CONSIGNES:
**a.** Dressez la liste des œuvres de Saul Bellow récompensées par le National Book Award que cite le texte sur le roman de Saul Bellow, en indiquant l'année de chacune.
**b.** Reprenez le texte sur le roman de Saul Bellow à la suite de sa dernière phrase et prolongez-le.

TEXTE DE LECTURE:
Saul Bellow : La Planète de Mr Sammler
30/06/2014
Saul Bellow (1915-2005) est un écrivain canadien-américain fils d'immigrés juifs-russes, élevé à l'école de la rue mais universitaire de carrière, notamment à Chicago. Saul Bellow a obtenu trois fois le National Book Award, pour Les Aventures d'Augie March (1953), Herzog (1964) et La Planète de M. Sammler (1969). Il reçut le prix international de littérature en 1965 et le prix Nobel de littérature en 1976. Cinq fois divorcé, l’écrivain vivait entre le Vermont et Boston, remarié à une ex-étudiante de trente ans sa cadette, lorsqu'il décède en 2005.
New York, fin des années soixante, l’homme se prépare à mettre le pied sur la lune. Artur Sammler, soixante-dix ans, borgne et veuf, habite la Grosse Pomme depuis 1947 rescapé par miracle des horreurs du nazisme et du racisme polonais, « Ces choses-là arrivent, c’est tout. Et elles étaient arrivées à Sammler, à sa femme et à d’autres qui, par une journée limpide, avaient dû se mettre nus. Dans l’attente d’être abattus au bord d’une fosse commune. » Sammler vit des largesses d’un membre de sa famille par alliance sur le point de décéder, coincé entre ce dont il est redevable et l’extravagance désarmante de ses proches. Entre une vie difficile et les problèmes psychologiques des siens, le vieil homme tente de s’adapter, que ce soit Shula sa fille qui volera un manuscrit précieux pour son auteur, Angela sa nièce lui confessant ses gros besoins sexuels (« - Une partie carrée ? – Oui. Tu sais, ça se fait maintenant, mon oncle. ») ou Wallace son frère fantasque. Et à l’extérieur ce n’est pas mieux, il sera hué par des étudiants contestataires lors d’une conférence et, carrément extravagant, menacé dans le hall de son immeuble par un individu lui exhibant son sexe énorme sous le nez !
Saul Bellow alternent les souvenirs du passé tragique du septuagénaire (un peu) et le présent, passant d’un personnage à l’autre, dans un texte assez dense fait de longs chapitres. Un roman qui se prêterait mal à une lecture trop fractionnée, au risque d’en perdre le fil. On trouve chez Saul Bellow ce qui fera Philippe Roth plus tard (dans le désordre, les juifs américains d’origine européenne et les traces du nazisme, les problèmes psychologiques et sexuels, la famille prégnante, les intellectuels etc.) avec, pour moi, une préférence pour Roth. J’aime mieux la construction des romans du second, plus simples ( ?) à lire avec un début et une fin plus évidente.

DOCUMENTS FOURNIS:
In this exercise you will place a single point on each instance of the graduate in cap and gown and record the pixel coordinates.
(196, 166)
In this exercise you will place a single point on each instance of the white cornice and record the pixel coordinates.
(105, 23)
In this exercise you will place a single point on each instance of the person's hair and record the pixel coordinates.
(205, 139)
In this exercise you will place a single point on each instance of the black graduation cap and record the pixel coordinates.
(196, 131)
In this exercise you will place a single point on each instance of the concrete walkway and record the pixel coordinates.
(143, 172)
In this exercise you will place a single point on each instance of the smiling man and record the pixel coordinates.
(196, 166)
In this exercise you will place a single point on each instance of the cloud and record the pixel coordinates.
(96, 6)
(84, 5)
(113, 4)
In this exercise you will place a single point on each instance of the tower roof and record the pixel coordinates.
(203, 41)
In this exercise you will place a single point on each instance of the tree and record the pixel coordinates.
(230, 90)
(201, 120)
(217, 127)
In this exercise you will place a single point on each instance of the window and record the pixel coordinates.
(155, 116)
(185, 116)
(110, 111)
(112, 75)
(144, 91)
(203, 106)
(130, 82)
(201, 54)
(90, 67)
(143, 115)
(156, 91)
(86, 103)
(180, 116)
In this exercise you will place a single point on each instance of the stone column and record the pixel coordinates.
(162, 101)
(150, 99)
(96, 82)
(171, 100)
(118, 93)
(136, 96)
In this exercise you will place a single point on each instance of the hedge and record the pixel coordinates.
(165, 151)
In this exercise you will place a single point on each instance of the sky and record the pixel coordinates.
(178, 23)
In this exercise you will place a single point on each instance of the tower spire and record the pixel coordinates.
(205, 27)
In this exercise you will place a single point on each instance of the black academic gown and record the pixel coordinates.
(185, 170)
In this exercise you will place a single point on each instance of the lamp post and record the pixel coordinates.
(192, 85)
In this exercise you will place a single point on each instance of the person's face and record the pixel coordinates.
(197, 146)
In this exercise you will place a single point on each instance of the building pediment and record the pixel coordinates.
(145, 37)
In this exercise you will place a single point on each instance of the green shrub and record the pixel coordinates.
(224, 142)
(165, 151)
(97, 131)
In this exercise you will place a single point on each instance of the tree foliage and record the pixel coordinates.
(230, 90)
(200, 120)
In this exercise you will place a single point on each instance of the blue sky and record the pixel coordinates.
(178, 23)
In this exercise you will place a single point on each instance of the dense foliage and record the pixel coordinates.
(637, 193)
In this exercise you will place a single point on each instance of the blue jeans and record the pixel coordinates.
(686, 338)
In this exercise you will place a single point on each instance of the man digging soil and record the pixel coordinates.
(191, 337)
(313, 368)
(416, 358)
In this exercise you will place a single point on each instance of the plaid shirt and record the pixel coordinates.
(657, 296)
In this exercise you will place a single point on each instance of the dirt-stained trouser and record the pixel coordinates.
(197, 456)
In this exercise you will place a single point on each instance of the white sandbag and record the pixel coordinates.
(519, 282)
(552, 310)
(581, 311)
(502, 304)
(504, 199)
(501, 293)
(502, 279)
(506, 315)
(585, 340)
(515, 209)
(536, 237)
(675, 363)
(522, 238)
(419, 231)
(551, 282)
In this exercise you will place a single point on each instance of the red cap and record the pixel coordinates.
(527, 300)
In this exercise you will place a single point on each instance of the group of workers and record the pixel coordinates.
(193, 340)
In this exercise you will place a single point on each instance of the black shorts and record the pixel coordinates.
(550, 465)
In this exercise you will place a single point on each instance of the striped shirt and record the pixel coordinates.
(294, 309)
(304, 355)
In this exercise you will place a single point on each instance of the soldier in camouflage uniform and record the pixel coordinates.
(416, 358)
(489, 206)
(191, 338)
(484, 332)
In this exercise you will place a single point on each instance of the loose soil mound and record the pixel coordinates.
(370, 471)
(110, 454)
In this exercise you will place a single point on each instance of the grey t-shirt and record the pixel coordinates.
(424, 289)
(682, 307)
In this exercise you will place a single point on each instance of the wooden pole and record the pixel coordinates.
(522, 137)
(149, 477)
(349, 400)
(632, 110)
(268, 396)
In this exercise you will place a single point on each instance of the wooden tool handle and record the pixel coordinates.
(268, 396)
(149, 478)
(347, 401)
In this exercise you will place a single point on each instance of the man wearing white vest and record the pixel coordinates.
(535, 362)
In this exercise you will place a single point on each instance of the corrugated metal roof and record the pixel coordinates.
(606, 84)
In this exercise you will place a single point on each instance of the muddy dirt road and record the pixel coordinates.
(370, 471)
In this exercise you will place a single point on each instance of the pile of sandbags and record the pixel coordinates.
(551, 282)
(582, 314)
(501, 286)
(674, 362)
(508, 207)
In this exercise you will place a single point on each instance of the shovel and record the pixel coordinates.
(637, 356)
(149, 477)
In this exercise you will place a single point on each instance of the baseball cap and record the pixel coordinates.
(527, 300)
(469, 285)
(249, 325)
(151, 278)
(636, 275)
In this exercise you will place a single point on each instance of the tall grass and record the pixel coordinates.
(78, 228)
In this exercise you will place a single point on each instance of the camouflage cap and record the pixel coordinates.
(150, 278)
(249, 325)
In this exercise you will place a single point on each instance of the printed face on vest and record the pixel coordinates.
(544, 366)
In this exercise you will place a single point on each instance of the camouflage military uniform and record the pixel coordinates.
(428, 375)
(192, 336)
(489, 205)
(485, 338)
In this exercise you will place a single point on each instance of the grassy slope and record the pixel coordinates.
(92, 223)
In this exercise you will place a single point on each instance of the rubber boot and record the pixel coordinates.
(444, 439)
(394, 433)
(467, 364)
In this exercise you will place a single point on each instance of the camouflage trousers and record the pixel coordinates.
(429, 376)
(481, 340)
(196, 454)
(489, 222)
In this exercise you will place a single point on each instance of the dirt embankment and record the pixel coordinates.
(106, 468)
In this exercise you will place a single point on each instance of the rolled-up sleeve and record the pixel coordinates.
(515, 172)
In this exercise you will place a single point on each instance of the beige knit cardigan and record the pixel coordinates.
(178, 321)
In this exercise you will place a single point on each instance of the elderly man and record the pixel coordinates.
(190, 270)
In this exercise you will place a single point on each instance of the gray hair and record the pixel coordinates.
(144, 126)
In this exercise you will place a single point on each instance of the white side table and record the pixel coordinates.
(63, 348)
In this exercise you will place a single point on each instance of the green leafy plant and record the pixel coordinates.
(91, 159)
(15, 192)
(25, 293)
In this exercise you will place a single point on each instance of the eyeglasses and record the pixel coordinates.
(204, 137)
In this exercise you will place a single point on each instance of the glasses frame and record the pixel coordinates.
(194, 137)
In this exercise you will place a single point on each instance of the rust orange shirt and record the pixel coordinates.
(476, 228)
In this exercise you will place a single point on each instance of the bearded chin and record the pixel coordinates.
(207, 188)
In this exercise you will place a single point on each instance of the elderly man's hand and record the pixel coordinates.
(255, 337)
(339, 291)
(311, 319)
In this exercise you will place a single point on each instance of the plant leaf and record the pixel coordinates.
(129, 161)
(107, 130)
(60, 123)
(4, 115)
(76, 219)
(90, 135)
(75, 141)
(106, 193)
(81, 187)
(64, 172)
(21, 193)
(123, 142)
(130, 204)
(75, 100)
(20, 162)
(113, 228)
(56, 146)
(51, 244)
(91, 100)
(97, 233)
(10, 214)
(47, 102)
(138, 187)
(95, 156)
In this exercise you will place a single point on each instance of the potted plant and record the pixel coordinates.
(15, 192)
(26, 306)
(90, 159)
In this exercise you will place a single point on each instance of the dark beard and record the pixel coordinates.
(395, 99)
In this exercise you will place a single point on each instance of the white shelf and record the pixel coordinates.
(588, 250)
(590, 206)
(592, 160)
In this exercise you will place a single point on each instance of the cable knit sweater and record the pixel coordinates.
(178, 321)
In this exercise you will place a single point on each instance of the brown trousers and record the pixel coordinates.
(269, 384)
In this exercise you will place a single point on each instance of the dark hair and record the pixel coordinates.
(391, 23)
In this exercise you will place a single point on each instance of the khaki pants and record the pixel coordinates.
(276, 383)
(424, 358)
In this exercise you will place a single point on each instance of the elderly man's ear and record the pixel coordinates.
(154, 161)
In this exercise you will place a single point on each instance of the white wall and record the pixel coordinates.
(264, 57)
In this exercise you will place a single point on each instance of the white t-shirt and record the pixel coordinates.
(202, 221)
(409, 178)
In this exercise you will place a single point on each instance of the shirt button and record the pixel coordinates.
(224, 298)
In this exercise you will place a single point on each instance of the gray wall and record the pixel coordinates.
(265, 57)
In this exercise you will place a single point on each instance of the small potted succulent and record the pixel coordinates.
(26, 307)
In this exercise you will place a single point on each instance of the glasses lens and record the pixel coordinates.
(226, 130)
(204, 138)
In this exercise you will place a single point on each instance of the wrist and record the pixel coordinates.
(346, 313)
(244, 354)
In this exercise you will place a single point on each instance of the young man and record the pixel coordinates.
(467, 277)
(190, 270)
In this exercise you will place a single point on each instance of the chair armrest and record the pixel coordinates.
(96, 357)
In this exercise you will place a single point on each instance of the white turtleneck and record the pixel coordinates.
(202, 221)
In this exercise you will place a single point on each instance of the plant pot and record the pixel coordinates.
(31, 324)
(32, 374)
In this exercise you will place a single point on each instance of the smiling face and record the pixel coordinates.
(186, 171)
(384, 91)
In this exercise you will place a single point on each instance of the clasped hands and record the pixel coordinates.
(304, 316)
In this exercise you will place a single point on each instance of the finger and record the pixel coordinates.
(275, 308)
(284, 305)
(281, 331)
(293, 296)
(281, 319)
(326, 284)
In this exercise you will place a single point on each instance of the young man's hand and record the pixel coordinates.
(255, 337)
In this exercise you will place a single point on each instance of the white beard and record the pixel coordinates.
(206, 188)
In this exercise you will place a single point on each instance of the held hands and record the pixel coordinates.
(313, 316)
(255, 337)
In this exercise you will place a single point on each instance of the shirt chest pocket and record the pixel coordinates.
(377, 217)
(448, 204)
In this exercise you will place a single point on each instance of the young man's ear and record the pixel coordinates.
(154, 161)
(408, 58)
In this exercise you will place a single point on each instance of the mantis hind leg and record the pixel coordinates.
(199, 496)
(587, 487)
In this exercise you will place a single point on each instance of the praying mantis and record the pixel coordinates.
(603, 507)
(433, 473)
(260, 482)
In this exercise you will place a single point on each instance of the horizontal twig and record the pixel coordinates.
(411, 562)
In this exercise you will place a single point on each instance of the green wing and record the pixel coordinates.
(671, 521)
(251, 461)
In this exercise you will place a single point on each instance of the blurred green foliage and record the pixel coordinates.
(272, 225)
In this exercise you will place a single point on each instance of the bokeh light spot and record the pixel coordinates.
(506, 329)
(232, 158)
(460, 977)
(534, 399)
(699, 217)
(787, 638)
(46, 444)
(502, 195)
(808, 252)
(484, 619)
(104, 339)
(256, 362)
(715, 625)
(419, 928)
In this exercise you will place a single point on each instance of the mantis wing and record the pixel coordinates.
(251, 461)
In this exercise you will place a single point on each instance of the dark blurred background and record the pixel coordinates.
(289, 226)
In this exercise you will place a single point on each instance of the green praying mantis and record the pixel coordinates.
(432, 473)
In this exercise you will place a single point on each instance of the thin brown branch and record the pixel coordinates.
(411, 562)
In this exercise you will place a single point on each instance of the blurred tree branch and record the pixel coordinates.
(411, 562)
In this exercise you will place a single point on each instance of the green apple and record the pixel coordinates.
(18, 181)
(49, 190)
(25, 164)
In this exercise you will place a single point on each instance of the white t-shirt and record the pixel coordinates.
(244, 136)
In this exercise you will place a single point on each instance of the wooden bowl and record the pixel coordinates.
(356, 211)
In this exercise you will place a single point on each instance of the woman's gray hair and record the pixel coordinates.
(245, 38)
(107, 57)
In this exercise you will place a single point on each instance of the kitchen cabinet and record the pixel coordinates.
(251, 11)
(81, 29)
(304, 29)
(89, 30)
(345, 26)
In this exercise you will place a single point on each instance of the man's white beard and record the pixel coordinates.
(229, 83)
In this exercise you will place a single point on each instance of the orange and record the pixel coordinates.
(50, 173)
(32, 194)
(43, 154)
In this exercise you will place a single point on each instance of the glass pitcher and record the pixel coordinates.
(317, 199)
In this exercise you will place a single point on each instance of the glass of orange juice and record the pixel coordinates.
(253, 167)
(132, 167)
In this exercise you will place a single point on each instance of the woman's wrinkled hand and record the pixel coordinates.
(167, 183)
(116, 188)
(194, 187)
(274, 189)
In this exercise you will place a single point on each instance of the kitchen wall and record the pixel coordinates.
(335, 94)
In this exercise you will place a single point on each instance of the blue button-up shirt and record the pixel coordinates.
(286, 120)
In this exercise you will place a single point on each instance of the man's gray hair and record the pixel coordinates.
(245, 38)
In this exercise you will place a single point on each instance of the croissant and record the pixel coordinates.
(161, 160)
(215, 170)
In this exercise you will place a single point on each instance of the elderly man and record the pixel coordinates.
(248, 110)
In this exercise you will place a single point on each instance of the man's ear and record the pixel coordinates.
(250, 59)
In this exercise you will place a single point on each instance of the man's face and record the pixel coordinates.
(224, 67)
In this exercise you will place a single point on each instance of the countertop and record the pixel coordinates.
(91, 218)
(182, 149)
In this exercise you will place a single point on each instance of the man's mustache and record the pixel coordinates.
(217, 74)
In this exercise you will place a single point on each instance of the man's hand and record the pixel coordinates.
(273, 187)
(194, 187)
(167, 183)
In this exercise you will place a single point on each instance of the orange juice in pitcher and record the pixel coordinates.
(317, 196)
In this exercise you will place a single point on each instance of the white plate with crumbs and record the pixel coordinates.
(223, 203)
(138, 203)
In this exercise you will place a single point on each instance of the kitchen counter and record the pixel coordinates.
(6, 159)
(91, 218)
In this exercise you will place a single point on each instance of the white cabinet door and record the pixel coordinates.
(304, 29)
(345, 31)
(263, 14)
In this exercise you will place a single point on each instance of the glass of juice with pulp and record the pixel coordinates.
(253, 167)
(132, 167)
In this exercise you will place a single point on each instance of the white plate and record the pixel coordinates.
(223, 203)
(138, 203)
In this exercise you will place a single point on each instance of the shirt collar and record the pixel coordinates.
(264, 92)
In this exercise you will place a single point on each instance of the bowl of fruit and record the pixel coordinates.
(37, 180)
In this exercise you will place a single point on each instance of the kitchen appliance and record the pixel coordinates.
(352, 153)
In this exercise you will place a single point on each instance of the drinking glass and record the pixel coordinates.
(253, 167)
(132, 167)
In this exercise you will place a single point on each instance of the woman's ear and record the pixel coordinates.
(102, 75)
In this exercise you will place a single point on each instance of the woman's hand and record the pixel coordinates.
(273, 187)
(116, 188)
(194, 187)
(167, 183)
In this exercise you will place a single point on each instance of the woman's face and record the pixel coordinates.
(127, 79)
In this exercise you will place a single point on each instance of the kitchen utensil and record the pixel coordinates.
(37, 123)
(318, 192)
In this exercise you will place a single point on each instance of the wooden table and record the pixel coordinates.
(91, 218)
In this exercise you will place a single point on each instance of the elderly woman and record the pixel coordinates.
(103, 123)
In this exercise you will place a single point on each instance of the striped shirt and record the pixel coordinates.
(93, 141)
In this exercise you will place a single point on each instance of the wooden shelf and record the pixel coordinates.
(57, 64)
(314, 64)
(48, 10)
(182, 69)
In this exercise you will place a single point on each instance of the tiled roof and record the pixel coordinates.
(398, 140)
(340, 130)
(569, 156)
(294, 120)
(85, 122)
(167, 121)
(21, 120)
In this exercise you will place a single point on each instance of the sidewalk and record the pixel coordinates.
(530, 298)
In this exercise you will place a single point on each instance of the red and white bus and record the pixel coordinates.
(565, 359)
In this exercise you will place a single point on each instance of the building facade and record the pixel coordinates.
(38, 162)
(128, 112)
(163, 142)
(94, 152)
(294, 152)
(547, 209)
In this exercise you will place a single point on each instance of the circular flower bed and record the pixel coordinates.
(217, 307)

RÉPONSES:
**a.**
- Les Aventures d'Augie March (1953)
- Herzog (1964)
- La Planète de M. Sammler (1969)

**b.**
Le roman ne manque pas d’humour discret, même s’il est étonné ou déconcerté Artur Sammler cherche à comprendre ce monde, s’interrogeant sur la vision qu’il en a, lui le borgne « Bien sûr, dit-il, le monde te paraît différent. Au sens littéral. A cause de tes yeux. » Sans oublier quelques réflexions visionnaires ou très modernes, « L’humanité a perdu sa patience atavique. Elle exige une accélération de l’exaltation, n’accepte aucun instant qui ne soit pas lourd de sens… » ou encore « L’Antiquité acceptait les modèles (…) mais l’homme moderne, peut-être à cause de la collectivisation, a le démon de l’originalité. »
Artur Sammler ayant fait le bilan de ce monde étrange devenu, n’a plus qu’un espoir « … peut-être, peut-être ! que des colonies sur la Lune parviendront à atténuer la fièvre et l’effervescence qui règnent ici, et que l’amour pour l’illimité et pour le tout trouvera un apaisement matériel. L’humanité, ivre de terreur, se calmera, se dégrisera. »
« Parfois, Mr Sammler soupçonnait que son regard sur le monde pouvait ne pas être juste. Son expérience avait été trop particulière, et il craignait de projeter ces particularités sur la vie. Laquelle n’était sans doute pas dénuée de reproches, mais il se disait souvent qu’elle n’était pas et ne pouvait pas être telle qu’il la voyait. Puis de nouveau, de temps en temps, il sentait que le phénomène lui-même le dépassait un million de fois en étrangeté. Que de bizarreries ! »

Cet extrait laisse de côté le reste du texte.